— START DATASET CONTENT —

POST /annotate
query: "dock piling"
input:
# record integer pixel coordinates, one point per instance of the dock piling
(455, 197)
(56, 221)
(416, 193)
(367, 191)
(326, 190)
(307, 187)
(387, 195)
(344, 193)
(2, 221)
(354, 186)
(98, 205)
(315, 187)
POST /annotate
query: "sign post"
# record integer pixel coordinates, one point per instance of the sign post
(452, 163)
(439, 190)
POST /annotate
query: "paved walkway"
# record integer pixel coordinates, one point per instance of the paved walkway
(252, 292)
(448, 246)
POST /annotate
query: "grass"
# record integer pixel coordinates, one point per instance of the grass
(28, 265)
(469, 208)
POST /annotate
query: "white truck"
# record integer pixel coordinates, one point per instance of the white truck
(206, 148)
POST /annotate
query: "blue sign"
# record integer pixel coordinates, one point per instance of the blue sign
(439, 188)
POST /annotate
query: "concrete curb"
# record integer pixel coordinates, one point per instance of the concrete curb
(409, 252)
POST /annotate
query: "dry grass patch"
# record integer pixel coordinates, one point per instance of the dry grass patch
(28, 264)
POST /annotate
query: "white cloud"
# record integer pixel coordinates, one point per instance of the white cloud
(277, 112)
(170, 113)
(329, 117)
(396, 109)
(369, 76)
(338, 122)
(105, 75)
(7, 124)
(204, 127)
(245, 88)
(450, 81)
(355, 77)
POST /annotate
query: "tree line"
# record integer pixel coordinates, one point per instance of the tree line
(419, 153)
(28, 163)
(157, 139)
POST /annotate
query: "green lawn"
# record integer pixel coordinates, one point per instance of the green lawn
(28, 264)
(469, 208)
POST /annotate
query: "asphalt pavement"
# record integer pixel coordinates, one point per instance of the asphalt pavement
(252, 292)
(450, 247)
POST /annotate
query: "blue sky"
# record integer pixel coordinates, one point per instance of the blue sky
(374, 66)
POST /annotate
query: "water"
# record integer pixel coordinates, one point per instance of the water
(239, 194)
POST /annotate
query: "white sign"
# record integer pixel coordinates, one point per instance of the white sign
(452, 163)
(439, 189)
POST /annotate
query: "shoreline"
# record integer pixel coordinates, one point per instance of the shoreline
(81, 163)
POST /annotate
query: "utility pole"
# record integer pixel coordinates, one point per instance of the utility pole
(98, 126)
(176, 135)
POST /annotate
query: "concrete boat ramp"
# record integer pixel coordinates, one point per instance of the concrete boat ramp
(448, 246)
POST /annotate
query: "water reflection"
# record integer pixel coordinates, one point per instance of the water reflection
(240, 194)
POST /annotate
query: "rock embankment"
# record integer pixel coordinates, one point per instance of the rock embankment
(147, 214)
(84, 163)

— END DATASET CONTENT —
— START DATASET CONTENT —

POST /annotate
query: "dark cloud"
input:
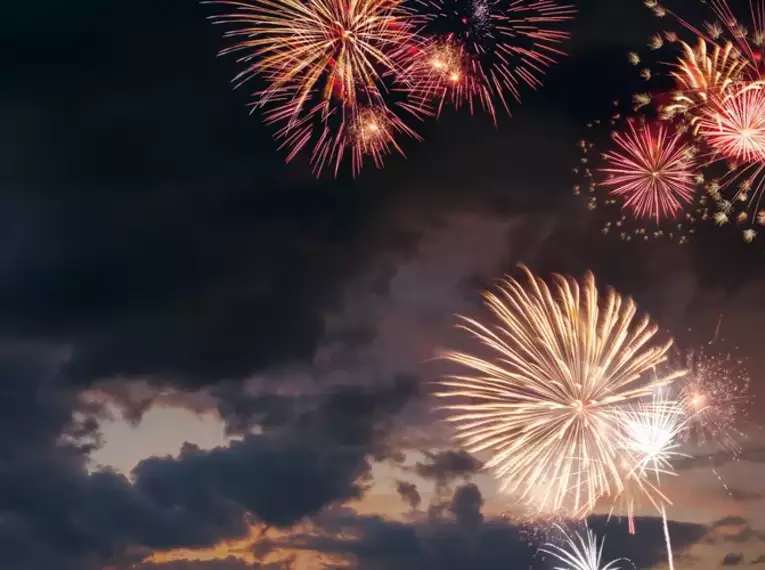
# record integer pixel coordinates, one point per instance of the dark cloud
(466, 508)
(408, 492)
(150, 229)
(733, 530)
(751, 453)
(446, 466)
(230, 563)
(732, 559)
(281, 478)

— END DATASET CONTENT —

Which lines in the records contain the string "piling"? Return each of those lines in full.

query: "dock piling"
# record integer pixel coordinates, one point per instance of the dock piling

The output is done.